◆ **EXTRAIT DU DOCUMENT**:
# # #

Des équipes travaillent à un véhicule électrique plus performant, moins coûteux et moins gourmand.©CD92/Olivier Ravoire

Transfert d’énergie

Un peu à l’écart du mobiLab, dans le « Hall A », ancien hangar militaire reconverti en laboratoire ultramoderne, sont regroupées les recherches sur l’électrification des véhicules : amélioration des bornes de recharge, des moteurs, des batteries… Zariff Meira-Gomes et son équipe travaillent, eux, sur la recharge dynamique par induction. Déjà employée pour les brosses à dents ou les téléphones, cette technologie repose sur le transfert d’énergie entre deux bobines par l’intermédiaire d’un flux électromagnétique. Mais elle est ici développée en mouvement, ce qui fait toute la difficulté. Des tests ont d’abord été menés avec des Renault Twizzy sur une piste en kit puis en laboratoire à plus forte puissance, grâce un bras articulé reproduisant les mouvements du véhicule.  « Nous visons actuellement les 50 watts sachant que 25 sont déjà suffisants pour recharger une Zoé à 100 km/h. Mais la preuve de concept est faite », estime Zariff Meira-Gomes. L’objectif est désormais d’intégrer, à coût maîtrisé, cette recharge dans l’infrastructure routière. « En ville, on pourrait par exemple placer des pistes devant les feux pour compenser la dépense d’énergie pendant le temps d’attente. À d’autres endroits la recharge se ferait en roulant ». Le projet européen « Incit-ev », auquel est associé l’Institut, s’intéresse depuis début 2020 à ces questions. L’enjeu des recherches sur l’électrification est de faire sortir le véhicule  électrique – et hybride – de sa niche pour le faire accéder au marché de masse.

# # #

◆ **TRAVAIL DEMANDÉ**:
1. Relevez, dans l'extrait sur la recharge des véhicules électriques, tout ce que les recherches regroupées dans le « Hall A » visent à améliorer.
2. Recopiez à l'identique chacune des lignes des entrées du jeu de données, en omettant l'image.
L'extrait et les entrées sont sans aucun rapport entre eux.

Entrées d'un jeu de données
# # #

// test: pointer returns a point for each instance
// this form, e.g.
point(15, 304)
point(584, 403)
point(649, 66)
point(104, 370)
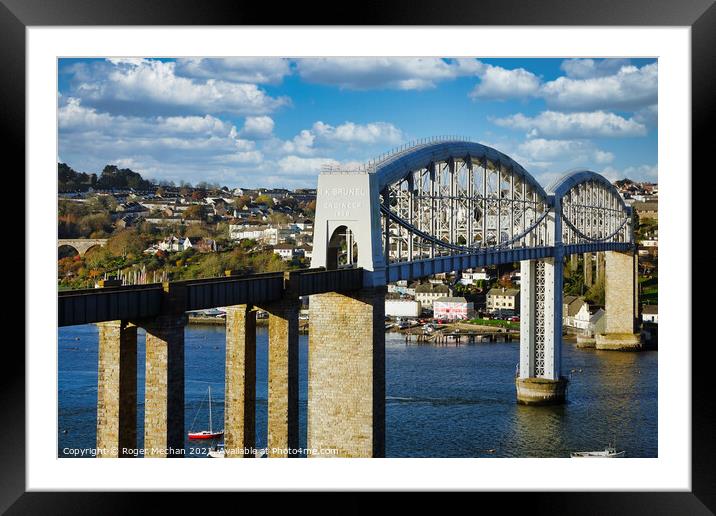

# # #

◆ **RÉPONSES PAR CONSIGNE**:
1. Les bornes de recharge, les moteurs et les batteries.

2.
// test: pointer returns a point for each instance
// this form, e.g.
point(15, 304)
point(584, 403)
point(649, 66)
point(104, 370)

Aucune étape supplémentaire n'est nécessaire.